• **About this exercise**
In the entries below, the word "power" appears on some lines. Copy each of those lines.

________

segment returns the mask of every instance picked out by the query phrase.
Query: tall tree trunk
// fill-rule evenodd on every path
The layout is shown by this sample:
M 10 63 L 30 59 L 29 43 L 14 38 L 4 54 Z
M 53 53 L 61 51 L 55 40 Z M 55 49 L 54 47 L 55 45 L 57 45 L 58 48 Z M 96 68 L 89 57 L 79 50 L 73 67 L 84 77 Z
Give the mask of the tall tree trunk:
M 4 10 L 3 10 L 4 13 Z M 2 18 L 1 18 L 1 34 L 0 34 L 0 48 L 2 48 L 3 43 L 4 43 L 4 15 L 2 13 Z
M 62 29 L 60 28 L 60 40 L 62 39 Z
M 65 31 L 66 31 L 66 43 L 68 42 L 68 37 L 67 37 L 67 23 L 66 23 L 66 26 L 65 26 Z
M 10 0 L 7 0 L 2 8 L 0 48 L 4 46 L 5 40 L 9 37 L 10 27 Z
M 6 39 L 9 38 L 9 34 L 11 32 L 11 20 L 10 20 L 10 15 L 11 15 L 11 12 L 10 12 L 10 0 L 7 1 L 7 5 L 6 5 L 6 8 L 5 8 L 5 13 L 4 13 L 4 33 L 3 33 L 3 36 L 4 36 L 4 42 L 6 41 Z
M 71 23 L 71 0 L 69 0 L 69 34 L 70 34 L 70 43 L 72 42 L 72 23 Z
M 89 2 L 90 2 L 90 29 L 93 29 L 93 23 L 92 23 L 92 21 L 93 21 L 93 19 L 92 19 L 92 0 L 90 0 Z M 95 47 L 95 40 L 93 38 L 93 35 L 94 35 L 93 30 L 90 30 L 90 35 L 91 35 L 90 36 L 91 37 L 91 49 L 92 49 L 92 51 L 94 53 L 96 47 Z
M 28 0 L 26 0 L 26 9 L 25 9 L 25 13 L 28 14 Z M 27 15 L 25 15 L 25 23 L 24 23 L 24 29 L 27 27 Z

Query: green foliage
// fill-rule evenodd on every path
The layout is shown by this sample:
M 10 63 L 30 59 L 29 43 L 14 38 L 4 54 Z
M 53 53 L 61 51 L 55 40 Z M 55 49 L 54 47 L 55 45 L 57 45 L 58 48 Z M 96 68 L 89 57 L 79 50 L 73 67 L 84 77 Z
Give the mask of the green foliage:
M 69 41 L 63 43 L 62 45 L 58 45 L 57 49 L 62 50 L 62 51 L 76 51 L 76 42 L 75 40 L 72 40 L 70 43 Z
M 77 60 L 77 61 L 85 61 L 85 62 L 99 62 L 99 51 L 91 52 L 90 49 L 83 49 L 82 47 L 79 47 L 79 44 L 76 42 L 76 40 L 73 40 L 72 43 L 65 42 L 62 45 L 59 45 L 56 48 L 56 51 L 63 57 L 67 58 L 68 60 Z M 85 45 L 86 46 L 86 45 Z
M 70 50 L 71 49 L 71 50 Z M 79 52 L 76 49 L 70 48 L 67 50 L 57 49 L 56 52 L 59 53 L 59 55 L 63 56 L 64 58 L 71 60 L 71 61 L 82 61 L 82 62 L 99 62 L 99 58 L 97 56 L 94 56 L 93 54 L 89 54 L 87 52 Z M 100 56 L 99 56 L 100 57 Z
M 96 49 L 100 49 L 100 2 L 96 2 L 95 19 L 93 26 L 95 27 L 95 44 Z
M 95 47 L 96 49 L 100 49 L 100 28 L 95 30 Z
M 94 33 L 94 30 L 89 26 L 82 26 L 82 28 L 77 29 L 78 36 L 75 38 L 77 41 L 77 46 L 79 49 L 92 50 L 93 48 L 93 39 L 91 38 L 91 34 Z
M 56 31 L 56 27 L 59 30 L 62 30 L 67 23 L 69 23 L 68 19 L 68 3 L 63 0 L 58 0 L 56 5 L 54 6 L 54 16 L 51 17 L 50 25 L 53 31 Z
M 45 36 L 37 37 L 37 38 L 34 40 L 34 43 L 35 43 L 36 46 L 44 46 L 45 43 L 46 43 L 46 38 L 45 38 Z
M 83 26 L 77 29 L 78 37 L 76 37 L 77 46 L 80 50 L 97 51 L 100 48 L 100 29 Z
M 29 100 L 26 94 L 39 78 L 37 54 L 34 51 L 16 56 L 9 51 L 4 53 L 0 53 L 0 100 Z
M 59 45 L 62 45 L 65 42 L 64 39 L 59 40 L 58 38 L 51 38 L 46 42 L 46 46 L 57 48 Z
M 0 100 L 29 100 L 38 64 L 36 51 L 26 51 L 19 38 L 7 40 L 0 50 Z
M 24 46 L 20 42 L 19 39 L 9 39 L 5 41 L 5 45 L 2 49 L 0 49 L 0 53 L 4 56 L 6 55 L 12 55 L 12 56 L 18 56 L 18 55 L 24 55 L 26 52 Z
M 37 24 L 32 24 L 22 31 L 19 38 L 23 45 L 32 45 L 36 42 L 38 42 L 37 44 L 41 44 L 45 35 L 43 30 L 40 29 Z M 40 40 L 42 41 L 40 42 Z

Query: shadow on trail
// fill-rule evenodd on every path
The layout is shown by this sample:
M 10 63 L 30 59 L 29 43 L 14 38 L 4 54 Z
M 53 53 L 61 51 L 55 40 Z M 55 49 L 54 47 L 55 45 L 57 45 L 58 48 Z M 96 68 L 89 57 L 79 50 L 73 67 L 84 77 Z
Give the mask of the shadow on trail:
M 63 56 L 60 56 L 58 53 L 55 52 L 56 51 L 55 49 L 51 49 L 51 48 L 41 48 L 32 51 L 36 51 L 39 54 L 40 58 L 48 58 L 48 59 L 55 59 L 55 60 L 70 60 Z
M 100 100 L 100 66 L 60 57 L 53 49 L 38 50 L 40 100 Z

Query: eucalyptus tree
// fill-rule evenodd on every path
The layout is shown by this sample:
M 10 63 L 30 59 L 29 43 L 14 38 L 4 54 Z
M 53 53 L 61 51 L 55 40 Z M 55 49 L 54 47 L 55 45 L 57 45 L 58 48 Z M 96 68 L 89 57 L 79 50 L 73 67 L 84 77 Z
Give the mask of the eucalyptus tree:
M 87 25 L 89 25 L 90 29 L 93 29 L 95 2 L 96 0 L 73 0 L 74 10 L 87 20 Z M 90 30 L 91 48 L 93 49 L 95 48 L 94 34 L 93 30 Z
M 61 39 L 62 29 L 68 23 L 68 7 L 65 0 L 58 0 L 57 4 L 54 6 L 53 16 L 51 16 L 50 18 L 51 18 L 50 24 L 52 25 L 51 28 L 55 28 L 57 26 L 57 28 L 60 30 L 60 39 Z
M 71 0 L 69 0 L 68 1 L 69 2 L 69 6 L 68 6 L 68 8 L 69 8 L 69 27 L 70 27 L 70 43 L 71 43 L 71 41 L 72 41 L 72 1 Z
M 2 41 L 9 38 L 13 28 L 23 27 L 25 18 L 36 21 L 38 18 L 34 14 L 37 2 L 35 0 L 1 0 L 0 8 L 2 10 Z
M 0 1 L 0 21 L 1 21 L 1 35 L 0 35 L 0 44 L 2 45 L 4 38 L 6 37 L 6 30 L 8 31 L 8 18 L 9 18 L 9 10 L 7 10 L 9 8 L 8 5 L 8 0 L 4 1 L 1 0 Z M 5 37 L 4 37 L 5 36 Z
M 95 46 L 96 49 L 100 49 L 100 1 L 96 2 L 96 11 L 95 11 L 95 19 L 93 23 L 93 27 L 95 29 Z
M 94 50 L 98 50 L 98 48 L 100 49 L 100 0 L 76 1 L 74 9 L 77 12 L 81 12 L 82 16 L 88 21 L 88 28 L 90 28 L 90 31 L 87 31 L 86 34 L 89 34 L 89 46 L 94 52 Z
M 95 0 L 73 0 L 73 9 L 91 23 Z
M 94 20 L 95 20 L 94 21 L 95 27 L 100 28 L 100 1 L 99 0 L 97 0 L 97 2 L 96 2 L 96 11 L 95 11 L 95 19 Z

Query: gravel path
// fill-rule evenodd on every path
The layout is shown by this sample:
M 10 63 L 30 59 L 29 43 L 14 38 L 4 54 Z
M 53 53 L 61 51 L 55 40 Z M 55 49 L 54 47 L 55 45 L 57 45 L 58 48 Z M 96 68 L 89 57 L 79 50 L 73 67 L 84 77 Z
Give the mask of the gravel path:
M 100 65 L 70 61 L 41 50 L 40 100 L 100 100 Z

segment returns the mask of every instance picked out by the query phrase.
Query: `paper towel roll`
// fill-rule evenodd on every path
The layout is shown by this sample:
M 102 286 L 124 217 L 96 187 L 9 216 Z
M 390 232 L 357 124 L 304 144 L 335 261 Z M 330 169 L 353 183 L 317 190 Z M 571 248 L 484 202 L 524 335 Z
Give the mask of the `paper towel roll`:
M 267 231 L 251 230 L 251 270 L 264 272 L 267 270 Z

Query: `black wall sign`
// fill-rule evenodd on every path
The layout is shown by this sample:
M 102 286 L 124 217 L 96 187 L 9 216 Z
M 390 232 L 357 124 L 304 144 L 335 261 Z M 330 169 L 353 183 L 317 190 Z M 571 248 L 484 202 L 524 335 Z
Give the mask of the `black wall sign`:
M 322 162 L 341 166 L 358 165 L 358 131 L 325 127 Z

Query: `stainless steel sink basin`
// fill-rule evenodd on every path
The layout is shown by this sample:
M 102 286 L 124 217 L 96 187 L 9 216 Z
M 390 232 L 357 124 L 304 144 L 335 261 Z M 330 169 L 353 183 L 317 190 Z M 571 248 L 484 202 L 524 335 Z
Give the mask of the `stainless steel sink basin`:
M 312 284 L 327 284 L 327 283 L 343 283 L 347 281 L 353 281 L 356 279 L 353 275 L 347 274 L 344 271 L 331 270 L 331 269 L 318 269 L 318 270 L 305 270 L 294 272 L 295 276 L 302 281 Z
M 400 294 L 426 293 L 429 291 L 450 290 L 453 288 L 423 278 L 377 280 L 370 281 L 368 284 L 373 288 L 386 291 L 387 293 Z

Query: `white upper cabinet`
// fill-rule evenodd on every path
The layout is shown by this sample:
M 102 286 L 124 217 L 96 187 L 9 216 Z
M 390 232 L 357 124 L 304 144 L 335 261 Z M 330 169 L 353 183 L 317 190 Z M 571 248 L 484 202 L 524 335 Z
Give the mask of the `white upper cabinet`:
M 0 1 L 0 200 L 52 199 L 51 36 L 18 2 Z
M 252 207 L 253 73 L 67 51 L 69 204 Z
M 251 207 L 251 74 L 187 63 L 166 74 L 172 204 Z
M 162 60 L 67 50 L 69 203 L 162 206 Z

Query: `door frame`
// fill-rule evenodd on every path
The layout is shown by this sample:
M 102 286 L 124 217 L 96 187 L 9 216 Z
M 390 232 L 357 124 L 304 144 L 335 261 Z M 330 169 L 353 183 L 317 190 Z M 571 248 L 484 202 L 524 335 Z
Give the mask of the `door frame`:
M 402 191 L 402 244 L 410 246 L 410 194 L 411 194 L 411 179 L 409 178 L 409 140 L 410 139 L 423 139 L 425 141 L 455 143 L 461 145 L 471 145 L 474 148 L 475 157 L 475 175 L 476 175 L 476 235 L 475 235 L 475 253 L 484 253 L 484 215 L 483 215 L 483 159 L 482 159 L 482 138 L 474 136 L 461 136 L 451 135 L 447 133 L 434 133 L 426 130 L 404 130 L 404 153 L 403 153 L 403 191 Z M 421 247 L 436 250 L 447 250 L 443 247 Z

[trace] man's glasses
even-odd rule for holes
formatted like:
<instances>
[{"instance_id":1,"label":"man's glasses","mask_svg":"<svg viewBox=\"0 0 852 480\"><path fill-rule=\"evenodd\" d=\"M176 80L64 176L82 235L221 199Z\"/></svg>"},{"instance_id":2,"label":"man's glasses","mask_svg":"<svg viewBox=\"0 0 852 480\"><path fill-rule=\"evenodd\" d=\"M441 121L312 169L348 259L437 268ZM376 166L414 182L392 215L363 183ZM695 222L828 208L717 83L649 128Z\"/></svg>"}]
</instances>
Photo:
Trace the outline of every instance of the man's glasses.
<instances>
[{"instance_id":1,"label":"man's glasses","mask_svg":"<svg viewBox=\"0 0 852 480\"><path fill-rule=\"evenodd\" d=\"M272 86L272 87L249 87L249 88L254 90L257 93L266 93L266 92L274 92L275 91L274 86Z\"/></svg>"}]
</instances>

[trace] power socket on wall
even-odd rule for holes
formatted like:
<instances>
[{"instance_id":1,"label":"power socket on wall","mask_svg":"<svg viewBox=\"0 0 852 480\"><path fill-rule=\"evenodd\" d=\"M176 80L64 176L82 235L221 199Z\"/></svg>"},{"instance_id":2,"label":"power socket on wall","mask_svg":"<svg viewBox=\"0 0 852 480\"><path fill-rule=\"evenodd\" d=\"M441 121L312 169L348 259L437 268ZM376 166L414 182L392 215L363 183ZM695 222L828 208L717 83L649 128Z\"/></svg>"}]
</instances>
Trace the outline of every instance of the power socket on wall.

________

• **Exercise result**
[trace] power socket on wall
[{"instance_id":1,"label":"power socket on wall","mask_svg":"<svg viewBox=\"0 0 852 480\"><path fill-rule=\"evenodd\" d=\"M176 80L64 176L82 235L221 199Z\"/></svg>"},{"instance_id":2,"label":"power socket on wall","mask_svg":"<svg viewBox=\"0 0 852 480\"><path fill-rule=\"evenodd\" d=\"M441 121L312 169L348 259L437 268ZM376 166L414 182L392 215L363 183ZM695 222L828 208L717 83L649 128Z\"/></svg>"}]
Trace the outline of every instance of the power socket on wall.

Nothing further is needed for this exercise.